WRITTEN TASK -> Please print the listing below line for line, with no changes.

_ _ _ _

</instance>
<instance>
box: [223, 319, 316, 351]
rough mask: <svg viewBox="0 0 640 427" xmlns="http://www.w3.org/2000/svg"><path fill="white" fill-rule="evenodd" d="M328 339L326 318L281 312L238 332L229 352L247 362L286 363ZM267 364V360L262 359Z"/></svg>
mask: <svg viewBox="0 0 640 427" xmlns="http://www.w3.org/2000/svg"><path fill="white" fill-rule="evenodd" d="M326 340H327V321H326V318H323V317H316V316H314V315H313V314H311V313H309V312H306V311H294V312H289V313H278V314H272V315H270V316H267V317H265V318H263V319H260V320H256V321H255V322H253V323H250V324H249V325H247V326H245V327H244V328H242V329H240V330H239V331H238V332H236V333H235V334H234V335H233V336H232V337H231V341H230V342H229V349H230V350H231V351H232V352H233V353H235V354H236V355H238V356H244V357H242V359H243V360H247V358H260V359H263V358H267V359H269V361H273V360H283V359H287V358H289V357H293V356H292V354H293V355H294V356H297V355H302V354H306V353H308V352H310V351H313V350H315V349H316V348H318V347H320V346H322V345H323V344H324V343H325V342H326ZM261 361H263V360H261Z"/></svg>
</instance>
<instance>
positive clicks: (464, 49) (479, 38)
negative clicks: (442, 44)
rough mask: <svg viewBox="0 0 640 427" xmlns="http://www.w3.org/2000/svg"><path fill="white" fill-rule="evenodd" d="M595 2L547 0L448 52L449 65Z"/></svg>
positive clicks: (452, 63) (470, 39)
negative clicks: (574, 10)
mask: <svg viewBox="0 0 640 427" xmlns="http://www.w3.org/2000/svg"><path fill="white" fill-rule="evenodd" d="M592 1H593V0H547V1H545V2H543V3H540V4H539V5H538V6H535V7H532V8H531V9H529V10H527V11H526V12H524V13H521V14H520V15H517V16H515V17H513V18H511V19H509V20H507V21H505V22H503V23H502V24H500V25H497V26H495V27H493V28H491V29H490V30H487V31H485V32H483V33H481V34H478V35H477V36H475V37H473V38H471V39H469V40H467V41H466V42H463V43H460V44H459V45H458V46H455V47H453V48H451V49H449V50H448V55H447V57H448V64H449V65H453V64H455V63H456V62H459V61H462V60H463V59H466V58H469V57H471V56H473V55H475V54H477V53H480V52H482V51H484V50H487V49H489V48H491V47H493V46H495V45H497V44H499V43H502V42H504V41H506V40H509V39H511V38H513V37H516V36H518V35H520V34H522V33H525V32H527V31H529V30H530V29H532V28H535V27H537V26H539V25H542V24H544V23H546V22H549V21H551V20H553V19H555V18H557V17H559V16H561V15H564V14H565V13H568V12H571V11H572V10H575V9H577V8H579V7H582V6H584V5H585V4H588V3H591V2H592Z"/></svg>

_ _ _ _

ANSWER TO THIS TASK ->
</instance>
<instance>
box: [223, 319, 316, 351]
rough mask: <svg viewBox="0 0 640 427" xmlns="http://www.w3.org/2000/svg"><path fill="white" fill-rule="evenodd" d="M328 339L326 318L281 312L238 332L229 352L247 362L286 363ZM267 364V360L262 359Z"/></svg>
mask: <svg viewBox="0 0 640 427" xmlns="http://www.w3.org/2000/svg"><path fill="white" fill-rule="evenodd" d="M326 340H327V321H326V318H323V317H316V316H314V315H313V314H311V313H309V312H306V311H294V312H289V313H278V314H272V315H270V316H267V317H265V318H263V319H260V320H256V321H255V322H253V323H250V324H249V325H247V326H245V327H244V328H242V329H240V330H239V331H238V332H236V333H235V334H234V335H233V336H232V337H231V341H230V342H229V349H230V350H231V351H232V352H233V353H235V354H236V355H238V356H244V357H242V359H243V360H247V358H260V359H263V358H267V359H269V361H273V360H283V359H287V358H289V357H293V356H292V354H293V355H294V356H297V355H302V354H306V353H308V352H310V351H313V350H315V349H316V348H318V347H320V346H322V345H323V344H324V343H325V342H326ZM261 361H263V360H261Z"/></svg>
</instance>
<instance>
positive clicks: (464, 49) (479, 38)
negative clicks: (442, 44)
rough mask: <svg viewBox="0 0 640 427" xmlns="http://www.w3.org/2000/svg"><path fill="white" fill-rule="evenodd" d="M595 2L547 0L448 52L449 65Z"/></svg>
positive clicks: (452, 63) (470, 39)
negative clicks: (574, 10)
mask: <svg viewBox="0 0 640 427" xmlns="http://www.w3.org/2000/svg"><path fill="white" fill-rule="evenodd" d="M592 1H593V0H547V1H545V2H543V3H540V4H539V5H538V6H535V7H532V8H531V9H529V10H527V11H526V12H524V13H521V14H520V15H517V16H515V17H513V18H511V19H509V20H507V21H505V22H503V23H502V24H500V25H497V26H495V27H493V28H491V29H490V30H487V31H485V32H483V33H481V34H478V35H477V36H475V37H473V38H471V39H469V40H467V41H466V42H463V43H460V44H459V45H458V46H455V47H453V48H451V49H449V50H448V55H447V57H448V64H449V65H453V64H455V63H456V62H459V61H462V60H463V59H466V58H469V57H471V56H473V55H475V54H477V53H480V52H482V51H484V50H487V49H489V48H491V47H493V46H495V45H497V44H499V43H502V42H504V41H506V40H509V39H511V38H513V37H516V36H518V35H520V34H522V33H525V32H527V31H529V30H530V29H532V28H535V27H537V26H539V25H542V24H544V23H546V22H549V21H551V20H553V19H555V18H557V17H559V16H561V15H564V14H565V13H568V12H571V11H572V10H575V9H577V8H579V7H582V6H584V5H585V4H588V3H591V2H592Z"/></svg>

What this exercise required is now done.